[Opening Text passage section]
Advertisement

Developer Quintela pursuing historic renaissance of Ybor City

 
Cuban-born developer Ariel Quintela tours the Don Vicente de Ybor Inn.
Cuban-born developer Ariel Quintela tours the Don Vicente de Ybor Inn.
Published March 24, 2017

TAMPA

Ariel Quintela never lived among the cobbled streets of Ybor City, but he is working to keep history alive in this one-time cigar capital with its deep ties to his native Cuba.

Quintela was born near Varadero, in Cárdenas, and moved with his family to the United States at age 4 — Miami, then Michigan, then Tampa.

Now a builder and developer, Quintela has been purchasing and renovating land and buildings in Ybor City for commercial spaces and rental apartments in partnership with Darryl Shaw, president of BluePearl Veterinary.

Building, Quintela said, is in his blood.

Before the Castro revolution, his father sold German-made construction materials in Cárdenas that he hauled from Havana.

"My dad brought the materials in large trucks. ... He had hardware and a warehouse. He worked a lot."

He attended Leto High School and Hillsborough Community College and saw the Ybor City of his youth — still a blend of Cubans, Italians and Spaniards whose ancestors had settled the district — deteriorate to become a target for urban renewal.

"It was a city that was pretty run down. The children of the Cubans and the Italians had already moved and those who remained in Ybor were the old people," Quintela said. "There were very few places to live or rent."

He is convinced that what Ybor needs today is housing to "start the renaissance of the city again."

Beyond creating living spaces, Quintela hopes to rescue the rich history of José Martí, regarded as the George Washington of Cuba, who spent time in Ybor City in the 1890s on the writing and fund-raising that fueled Cuba's war of independence from Spain.

"We are going to renovate the buildings and give them the names of the Cuban patriots — of course José Martí, Juan Gualberto Gómez and the Pedroso family who helped Martí," Quintela said.

All the projects get off the ground this year.

A tour through one of them hints at the changes in store for Ybor.

The former Don Vicente de Ybor Inn opens as an office complex April 17. A renowned bed and breakfast until two years ago, the building originally was the González Clinic, where local families came for health care and where many Ybor City natives were born.

"In this building downstairs were the offices of Vicente Martínez Ybor, who Ybor City was named after, and in the second floor was Ybor`s partner's apartment, where he had a photography studio."

Retaining the original appearance has been a challenge but the exterior at least harkens to the Ybor City of old.
[Closing Text passage section]
(Exercise tasks)
(1) According to the article on Ybor City, on what date does the former Don Vicente de Ybor Inn open as an office complex?
(2) Write the next part of the article on Ariel Quintela and Ybor City, starting after its final sentence.
[Opening Supplied entries section]
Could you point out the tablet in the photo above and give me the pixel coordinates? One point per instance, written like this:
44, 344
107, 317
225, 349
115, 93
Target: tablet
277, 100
[Closing Supplied entries section]
(Written answers)
(1) It opens on April 17.

(2)
"This building has changed so much …we kept the stairs and I would have liked to remove the stucco so that the brick survived, but there was so much concrete that has been fixed, over the years that we cannot do that."

Russell Lees, a contractor working on the building, described the colors and materials in use.

"Everything is custom designed and made, new air conditioning installed." Lees said. "The original bar on the first floor has been restored to its natural beauty. The ceilings and panels were handmade locally."

One floor of the two-story building already is rented out. Still available for rent is the basement, once the clinic's morgue.

"The basement was the mortuary of the clinic. I would love it to be a jazz bar," Quintela said. "Ybor City does not have such a unique underground place."

The partners' biggest project will be Casa Martí, new construction in the red-brick style of Ybor City at Nuccio Parkway and Seventh Avenue. Plans call for work amounting to $19.6 million.

All told, they have spent $5.7 million buying property and their total investment may amount to $34 million, they told the Tampa Bay Times.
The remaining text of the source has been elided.